* **SOURCE PASSAGE**:

The National Night Stick has previously reported on a group of a society girls who scandalized Boston by posing naked for a local photographer. A little further digging revealed that this was not an isolated incident, but just the most notorious case of what was, in the 1880s, a national trend. Said one reporter in 1888, “The latest fad, or rather ‘craze’ (for nothing in the long list of fashion’s freaks has ever shown such a total and meaningless disregard of the social proprieties), is photographing ‘in the nude.’”

Usually the pictures remained a secret between the girls and their close friends, but when the secret was uncovered it always raised a scandal. In 1882 a group of nine society girls of Wheeling, West Virginia, between the ages of fifteen and eighteen, who “…mourned that the greater part of their beauties must be concealed from the gaze of their friends” visited a photographer to remedy the situation. They did not pose totally naked; they brought with them three yards of gauze and their nudity “was beautifully dimmed but not hidden by the netting.” When the session was over each girl left with a small package of cartes de visite, displaying their charms.

They discretely handed out the cards to their friends but the situation did not remain discrete for long. Wheeling was scandalized. As would later happen in Boston, the girls were unrepentant and the blame was laid on the photographer.

In 1888 anti-vice crusader, Anthony Comstock seized a large number of “glaringly and shockingly improper pictures” from an amateur photographer in Brooklyn named Brown. The subjects of many of these pictures were “young ladies of previously unimpeached respectability, moving in Brooklyn’s best society.” Brown told contradictory stories on how he obtained them.

* **REQUIRED ACTION**: In the passage on the 1880s nude-photograph craze, write out the section that begins with "Usually the pictures" and stops after "on the photographer.", switching "scandalized" to "shocked".

* **INFORMATION GIVEN**:
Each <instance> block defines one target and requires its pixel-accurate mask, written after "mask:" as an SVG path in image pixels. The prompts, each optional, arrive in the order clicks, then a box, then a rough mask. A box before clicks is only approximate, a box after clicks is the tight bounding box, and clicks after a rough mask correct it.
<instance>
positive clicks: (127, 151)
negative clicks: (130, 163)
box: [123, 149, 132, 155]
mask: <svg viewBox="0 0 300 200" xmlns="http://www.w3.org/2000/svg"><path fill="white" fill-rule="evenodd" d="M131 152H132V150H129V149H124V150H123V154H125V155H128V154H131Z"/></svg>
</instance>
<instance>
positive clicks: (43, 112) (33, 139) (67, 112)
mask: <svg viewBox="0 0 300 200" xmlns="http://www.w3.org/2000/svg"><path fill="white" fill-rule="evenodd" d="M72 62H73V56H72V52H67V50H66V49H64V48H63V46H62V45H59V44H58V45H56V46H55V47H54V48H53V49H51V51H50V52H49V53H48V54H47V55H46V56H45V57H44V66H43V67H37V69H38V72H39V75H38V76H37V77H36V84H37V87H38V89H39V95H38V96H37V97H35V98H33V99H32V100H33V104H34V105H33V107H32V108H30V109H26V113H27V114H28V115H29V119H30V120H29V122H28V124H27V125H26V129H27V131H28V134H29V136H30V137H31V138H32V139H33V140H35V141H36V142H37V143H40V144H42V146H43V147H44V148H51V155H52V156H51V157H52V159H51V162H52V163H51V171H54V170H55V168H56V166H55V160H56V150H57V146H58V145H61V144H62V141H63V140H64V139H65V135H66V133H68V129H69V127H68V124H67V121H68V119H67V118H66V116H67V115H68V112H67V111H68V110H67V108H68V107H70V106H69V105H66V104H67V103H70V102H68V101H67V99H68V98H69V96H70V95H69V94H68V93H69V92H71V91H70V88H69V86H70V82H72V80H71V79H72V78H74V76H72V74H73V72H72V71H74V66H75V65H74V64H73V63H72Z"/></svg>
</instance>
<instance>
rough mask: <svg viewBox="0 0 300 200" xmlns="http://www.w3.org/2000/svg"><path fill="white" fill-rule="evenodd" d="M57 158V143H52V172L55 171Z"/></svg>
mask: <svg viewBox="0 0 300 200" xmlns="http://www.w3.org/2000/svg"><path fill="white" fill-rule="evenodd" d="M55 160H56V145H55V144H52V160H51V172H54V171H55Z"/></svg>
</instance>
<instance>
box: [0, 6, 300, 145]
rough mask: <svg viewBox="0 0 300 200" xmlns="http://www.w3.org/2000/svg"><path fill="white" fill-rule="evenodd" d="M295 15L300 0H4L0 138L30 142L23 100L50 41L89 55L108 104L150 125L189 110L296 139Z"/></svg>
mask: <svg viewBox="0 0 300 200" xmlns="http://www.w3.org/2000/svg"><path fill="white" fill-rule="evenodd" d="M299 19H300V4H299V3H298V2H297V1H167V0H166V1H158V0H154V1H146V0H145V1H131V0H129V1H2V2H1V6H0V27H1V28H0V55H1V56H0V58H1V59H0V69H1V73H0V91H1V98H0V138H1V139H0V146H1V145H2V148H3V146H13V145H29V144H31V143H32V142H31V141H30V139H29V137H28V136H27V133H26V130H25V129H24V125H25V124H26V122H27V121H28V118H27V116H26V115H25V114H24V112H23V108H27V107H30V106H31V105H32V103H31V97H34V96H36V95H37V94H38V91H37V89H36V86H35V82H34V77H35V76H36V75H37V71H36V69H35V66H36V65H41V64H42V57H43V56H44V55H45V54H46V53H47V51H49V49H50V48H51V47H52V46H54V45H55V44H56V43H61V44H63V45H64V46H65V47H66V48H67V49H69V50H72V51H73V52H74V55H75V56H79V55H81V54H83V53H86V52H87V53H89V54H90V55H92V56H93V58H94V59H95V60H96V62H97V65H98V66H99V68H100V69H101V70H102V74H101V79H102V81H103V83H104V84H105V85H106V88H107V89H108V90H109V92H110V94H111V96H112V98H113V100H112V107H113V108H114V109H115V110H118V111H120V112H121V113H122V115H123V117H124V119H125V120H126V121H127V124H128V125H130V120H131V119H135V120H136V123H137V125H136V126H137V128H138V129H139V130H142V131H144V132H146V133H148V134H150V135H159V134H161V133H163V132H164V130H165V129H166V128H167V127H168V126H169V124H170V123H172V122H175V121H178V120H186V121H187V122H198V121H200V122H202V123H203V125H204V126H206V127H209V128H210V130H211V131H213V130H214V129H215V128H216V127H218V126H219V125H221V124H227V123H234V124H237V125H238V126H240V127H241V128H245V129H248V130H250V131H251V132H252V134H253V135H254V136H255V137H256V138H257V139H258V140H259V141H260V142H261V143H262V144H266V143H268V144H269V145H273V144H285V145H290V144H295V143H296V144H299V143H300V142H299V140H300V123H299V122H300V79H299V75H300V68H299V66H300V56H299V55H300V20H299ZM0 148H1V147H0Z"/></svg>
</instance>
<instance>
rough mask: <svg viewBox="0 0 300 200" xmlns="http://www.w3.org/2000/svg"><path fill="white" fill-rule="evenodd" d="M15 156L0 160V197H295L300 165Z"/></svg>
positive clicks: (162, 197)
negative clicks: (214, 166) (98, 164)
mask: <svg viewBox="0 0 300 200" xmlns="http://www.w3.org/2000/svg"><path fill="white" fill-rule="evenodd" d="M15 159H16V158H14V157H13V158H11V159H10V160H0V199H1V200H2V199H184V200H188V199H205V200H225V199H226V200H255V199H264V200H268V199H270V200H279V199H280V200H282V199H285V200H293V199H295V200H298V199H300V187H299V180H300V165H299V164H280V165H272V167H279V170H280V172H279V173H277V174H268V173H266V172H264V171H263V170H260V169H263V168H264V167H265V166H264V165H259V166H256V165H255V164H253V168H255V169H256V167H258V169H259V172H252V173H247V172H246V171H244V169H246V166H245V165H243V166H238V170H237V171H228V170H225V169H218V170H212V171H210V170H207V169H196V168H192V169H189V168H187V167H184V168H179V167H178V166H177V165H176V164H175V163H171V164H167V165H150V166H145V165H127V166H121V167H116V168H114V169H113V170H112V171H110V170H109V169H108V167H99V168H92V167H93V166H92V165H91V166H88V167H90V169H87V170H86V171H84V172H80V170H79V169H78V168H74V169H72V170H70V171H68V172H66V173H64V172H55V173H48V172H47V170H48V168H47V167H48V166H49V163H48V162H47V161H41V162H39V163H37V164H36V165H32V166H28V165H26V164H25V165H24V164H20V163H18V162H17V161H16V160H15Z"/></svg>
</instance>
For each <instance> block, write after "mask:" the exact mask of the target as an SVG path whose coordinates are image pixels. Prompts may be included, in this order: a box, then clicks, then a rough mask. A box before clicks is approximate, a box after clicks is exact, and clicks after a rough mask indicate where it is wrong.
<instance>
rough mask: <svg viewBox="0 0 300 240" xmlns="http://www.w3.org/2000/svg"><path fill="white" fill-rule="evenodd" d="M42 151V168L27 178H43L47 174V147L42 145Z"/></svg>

* **WRITTEN SOLUTION**:
Usually the pictures remained a secret between the girls and their close friends, but when the secret was uncovered it always raised a scandal. In 1882 a group of nine society girls of Wheeling, West Virginia, between the ages of fifteen and eighteen, who “…mourned that the greater part of their beauties must be concealed from the gaze of their friends” visited a photographer to remedy the situation. They did not pose totally naked; they brought with them three yards of gauze and their nudity “was beautifully dimmed but not hidden by the netting.” When the session was over each girl left with a small package of cartes de visite, displaying their charms.

They discretely handed out the cards to their friends but the situation did not remain discrete for long. Wheeling was shocked. As would later happen in Boston, the girls were unrepentant and the blame was laid on the photographer.